**GOAL**
Repeat every one of the rows below verbatim, but leave the pictures out of your answer.

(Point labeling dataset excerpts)
>> START

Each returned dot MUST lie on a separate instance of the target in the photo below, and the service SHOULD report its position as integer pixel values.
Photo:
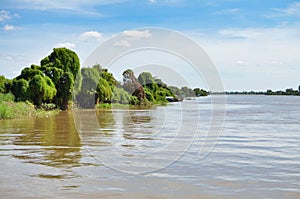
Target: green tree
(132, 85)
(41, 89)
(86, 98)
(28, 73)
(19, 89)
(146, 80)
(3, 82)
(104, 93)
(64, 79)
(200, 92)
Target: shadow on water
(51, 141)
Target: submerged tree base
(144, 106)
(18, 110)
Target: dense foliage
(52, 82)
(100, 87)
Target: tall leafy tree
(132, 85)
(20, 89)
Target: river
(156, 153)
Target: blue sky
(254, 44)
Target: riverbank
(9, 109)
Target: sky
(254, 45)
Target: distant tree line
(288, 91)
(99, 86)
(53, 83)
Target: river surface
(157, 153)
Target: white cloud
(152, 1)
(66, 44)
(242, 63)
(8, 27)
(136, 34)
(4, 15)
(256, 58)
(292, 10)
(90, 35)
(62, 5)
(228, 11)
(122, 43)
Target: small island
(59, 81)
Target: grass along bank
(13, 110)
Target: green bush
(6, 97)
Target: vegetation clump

>> END

**RESULT FOR THIS EXERCISE**
Each returned dot MUST lie on a separate instance of the target in the photo below, and the service SHOULD report its position as integer pixel values.
Photo:
Target: green tree
(132, 85)
(41, 89)
(86, 98)
(28, 73)
(19, 89)
(146, 80)
(3, 82)
(104, 93)
(64, 79)
(200, 92)
Target: shadow on water
(51, 141)
Target: submerged tree base
(144, 106)
(18, 110)
Target: dense foliage
(52, 82)
(100, 87)
Target: tall leafy tree
(132, 85)
(20, 89)
Target: river
(156, 153)
Target: blue sky
(254, 44)
Target: riverbank
(9, 109)
Target: sky
(254, 45)
Target: distant tree line
(288, 91)
(99, 86)
(53, 83)
Target: river surface
(157, 153)
Target: white cloud
(152, 1)
(66, 44)
(242, 63)
(8, 27)
(136, 34)
(4, 15)
(256, 58)
(292, 10)
(90, 35)
(62, 5)
(228, 11)
(122, 43)
Target: small island
(59, 81)
Target: grass along bank
(13, 110)
Target: green bush
(6, 97)
Target: vegetation clump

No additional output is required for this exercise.